■ Stated problem:
Could you put the lines below into a numbered list and drop any blank lines?

■ Data provided:

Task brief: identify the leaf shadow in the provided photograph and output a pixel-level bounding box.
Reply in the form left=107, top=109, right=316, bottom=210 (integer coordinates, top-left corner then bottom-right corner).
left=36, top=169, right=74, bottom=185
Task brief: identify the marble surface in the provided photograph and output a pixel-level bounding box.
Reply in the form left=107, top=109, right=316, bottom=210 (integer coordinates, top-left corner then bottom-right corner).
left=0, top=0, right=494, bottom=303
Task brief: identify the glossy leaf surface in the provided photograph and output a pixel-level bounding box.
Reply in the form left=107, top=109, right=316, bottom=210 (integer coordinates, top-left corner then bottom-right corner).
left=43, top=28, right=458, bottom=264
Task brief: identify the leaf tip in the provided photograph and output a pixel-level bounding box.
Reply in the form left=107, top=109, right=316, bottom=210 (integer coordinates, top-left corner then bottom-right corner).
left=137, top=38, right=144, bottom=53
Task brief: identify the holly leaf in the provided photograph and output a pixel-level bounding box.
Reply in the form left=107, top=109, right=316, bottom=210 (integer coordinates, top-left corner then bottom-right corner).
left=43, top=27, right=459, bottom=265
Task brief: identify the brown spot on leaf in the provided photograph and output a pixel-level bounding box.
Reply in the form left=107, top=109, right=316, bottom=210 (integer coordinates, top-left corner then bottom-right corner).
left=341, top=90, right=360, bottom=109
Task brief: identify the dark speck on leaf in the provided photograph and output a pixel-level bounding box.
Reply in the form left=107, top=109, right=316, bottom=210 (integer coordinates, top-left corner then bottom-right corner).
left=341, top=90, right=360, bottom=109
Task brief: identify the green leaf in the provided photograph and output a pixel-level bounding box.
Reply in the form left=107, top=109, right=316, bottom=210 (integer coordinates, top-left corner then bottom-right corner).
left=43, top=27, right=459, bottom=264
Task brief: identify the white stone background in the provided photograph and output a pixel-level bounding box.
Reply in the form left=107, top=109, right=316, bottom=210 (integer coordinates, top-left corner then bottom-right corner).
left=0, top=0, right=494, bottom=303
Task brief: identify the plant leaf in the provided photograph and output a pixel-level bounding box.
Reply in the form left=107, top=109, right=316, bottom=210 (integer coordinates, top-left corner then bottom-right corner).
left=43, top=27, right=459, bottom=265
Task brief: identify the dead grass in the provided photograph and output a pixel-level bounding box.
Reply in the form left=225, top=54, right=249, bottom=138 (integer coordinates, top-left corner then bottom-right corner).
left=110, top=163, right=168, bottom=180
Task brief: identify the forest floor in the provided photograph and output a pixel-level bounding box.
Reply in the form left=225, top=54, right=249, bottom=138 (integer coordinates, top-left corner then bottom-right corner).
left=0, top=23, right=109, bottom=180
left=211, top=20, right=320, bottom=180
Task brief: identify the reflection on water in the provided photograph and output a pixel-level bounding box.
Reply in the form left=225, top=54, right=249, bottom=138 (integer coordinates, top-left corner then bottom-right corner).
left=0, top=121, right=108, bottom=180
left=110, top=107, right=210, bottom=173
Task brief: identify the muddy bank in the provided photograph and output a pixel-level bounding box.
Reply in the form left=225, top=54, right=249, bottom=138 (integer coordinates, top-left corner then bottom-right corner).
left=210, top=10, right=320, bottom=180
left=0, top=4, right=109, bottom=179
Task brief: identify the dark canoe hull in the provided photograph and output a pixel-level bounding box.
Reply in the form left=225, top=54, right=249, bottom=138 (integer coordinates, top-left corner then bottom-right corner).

■ Expected answer:
1. Task brief: identify the leaf shadow in the provided photograph and output a pixel-level bounding box.
2. Reply in the form left=107, top=109, right=316, bottom=210 (integer coordinates, top-left corner then bottom-right corner).
3. left=36, top=169, right=74, bottom=185
4. Task brief: identify the marble surface in the provided photograph and output a pixel-level bounding box.
5. Reply in the form left=107, top=109, right=316, bottom=210 (integer coordinates, top-left corner then bottom-right corner).
6. left=0, top=0, right=494, bottom=303
7. Task brief: identify the glossy leaf surface in the provided photograph and output a pixel-level bounding box.
8. Reply in the form left=107, top=109, right=316, bottom=210 (integer coordinates, top-left corner then bottom-right corner).
9. left=43, top=28, right=458, bottom=264
10. Task brief: identify the leaf tip in the provided photograph and output a pixel-level bounding box.
11. Reply in the form left=107, top=109, right=316, bottom=210 (integer coordinates, top-left corner then bottom-right corner).
12. left=137, top=38, right=144, bottom=53
13. Task brief: identify the holly leaf in the provided photograph and output a pixel-level bounding box.
14. Reply in the form left=107, top=109, right=316, bottom=210 (integer coordinates, top-left corner then bottom-right corner).
15. left=43, top=27, right=459, bottom=265
16. Task brief: identify the brown spot on leaf in the provided photograph and output a pixel-level bounding box.
17. Reply in the form left=107, top=109, right=316, bottom=210 (integer coordinates, top-left corner then bottom-right corner).
18. left=341, top=90, right=360, bottom=109
19. Task brief: identify the dark speck on leaf in the provided photograph and output a pixel-level bounding box.
20. Reply in the form left=107, top=109, right=316, bottom=210 (integer coordinates, top-left corner then bottom-right corner).
21. left=341, top=90, right=360, bottom=109
22. Task brief: identify the green leaf in the provided photograph and output a pixel-level bounding box.
23. Reply in the form left=107, top=109, right=316, bottom=210 (integer coordinates, top-left corner then bottom-right corner).
24. left=43, top=27, right=459, bottom=264
25. Task brief: identify the white stone background in the provided photograph and output a pixel-level bounding box.
26. Reply in the form left=107, top=109, right=316, bottom=210 (integer coordinates, top-left corner then bottom-right corner).
27. left=0, top=0, right=494, bottom=303
28. Task brief: identify the plant leaf in the provided photograph and output a pixel-level bounding box.
29. Reply in the form left=107, top=109, right=316, bottom=210 (integer coordinates, top-left corner then bottom-right corner).
30. left=43, top=27, right=459, bottom=265
31. Task brief: identify the dead grass in the provided photograph and output a pixel-level bounding box.
32. Reply in the form left=225, top=54, right=249, bottom=138 (integer coordinates, top-left corner then bottom-right corner).
33. left=110, top=163, right=168, bottom=180
34. Task brief: identify the forest floor in the provided photograph and output a pixel-level bounding box.
35. Reply in the form left=225, top=54, right=249, bottom=138 (integer coordinates, top-left corner then bottom-right corner).
36. left=0, top=23, right=109, bottom=180
37. left=211, top=20, right=320, bottom=180
38. Task brief: identify the reflection on water in the provided photograph and output a pixel-level bounding box.
39. Reply in the form left=225, top=54, right=249, bottom=138 (integer coordinates, top-left corner then bottom-right corner).
40. left=0, top=121, right=108, bottom=180
41. left=110, top=107, right=210, bottom=173
42. Task brief: identify the muddy bank in the provided photograph and output a pixel-level bounding box.
43. Reply in the form left=225, top=54, right=249, bottom=138 (integer coordinates, top-left corner then bottom-right corner).
44. left=210, top=10, right=320, bottom=180
45. left=0, top=4, right=109, bottom=179
46. Task brief: identify the dark canoe hull in the provided photograph and output a pixel-level bounding box.
47. Reply in the form left=225, top=54, right=249, bottom=138 (integer coordinates, top-left corner then bottom-right corner).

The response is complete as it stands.